### DATA PROVIDED
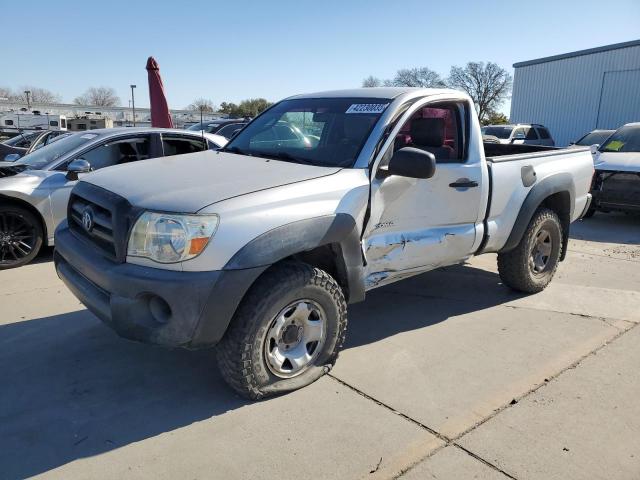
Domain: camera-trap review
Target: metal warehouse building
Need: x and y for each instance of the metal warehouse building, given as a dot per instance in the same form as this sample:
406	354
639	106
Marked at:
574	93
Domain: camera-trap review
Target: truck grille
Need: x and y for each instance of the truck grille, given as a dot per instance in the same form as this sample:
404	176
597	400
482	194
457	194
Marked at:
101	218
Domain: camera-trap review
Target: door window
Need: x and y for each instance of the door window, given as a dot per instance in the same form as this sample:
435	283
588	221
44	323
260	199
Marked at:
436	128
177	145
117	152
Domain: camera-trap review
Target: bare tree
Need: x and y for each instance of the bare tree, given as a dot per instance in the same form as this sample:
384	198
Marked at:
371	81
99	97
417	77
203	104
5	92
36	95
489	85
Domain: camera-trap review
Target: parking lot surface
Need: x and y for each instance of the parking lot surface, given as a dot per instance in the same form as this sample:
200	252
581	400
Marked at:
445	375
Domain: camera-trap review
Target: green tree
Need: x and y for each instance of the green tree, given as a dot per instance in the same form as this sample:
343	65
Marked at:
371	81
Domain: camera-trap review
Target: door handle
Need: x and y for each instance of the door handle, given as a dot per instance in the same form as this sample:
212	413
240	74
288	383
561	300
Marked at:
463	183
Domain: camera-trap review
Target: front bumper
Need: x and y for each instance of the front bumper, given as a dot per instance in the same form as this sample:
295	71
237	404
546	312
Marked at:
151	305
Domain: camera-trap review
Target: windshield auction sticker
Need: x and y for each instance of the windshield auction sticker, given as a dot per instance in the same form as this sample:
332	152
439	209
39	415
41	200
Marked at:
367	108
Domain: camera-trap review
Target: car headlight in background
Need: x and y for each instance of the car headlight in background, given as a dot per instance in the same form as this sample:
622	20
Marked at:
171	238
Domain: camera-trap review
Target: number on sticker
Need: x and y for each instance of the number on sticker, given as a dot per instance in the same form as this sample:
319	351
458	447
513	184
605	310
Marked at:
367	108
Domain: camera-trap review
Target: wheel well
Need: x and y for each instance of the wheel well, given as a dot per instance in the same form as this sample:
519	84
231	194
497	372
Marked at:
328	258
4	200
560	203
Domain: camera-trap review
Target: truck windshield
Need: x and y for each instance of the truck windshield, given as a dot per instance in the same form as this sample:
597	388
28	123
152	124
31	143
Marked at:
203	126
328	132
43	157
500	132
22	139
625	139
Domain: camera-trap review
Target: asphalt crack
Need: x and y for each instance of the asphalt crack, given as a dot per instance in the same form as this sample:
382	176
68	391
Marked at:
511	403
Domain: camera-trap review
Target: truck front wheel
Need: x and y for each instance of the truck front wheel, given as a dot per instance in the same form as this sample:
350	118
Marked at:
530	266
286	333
---
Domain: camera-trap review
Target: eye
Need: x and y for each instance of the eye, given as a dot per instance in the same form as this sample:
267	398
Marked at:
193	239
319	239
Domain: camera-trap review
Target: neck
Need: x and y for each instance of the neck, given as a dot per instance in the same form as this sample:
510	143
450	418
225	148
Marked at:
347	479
* * *
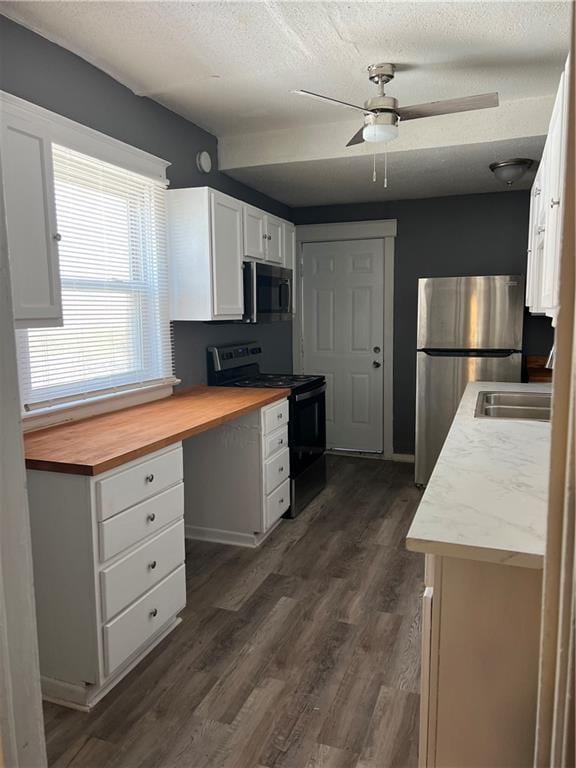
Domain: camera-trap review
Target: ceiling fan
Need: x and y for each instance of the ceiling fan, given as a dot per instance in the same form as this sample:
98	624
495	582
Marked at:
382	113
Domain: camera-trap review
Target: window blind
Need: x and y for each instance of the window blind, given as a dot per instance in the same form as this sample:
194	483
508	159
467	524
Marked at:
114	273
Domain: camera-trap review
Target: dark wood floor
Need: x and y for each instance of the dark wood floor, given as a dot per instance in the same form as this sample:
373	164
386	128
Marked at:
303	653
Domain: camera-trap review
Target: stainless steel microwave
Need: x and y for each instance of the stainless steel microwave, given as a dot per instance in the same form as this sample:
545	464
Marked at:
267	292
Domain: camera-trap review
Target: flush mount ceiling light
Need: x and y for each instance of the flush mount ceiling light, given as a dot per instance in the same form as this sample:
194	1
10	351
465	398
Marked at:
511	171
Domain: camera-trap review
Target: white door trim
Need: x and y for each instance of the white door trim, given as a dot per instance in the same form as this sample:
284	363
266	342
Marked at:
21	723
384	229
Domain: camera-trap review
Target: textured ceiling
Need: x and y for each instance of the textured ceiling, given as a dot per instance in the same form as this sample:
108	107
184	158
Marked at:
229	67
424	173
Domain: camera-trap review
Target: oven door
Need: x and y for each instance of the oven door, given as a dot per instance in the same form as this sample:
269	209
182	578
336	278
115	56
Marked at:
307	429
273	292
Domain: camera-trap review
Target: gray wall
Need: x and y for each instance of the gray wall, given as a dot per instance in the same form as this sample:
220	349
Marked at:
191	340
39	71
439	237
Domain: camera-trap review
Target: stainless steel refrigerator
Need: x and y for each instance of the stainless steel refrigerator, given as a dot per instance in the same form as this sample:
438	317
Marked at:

### WRITTEN PROBLEM
Pick out every line in the items above that contains the word "floor", and copy each one in full.

### THE OUTPUT
Target: dark wood floor
Need: x and y for each instance of the dark wood floor, given as a dot per instance in the same form as this sample:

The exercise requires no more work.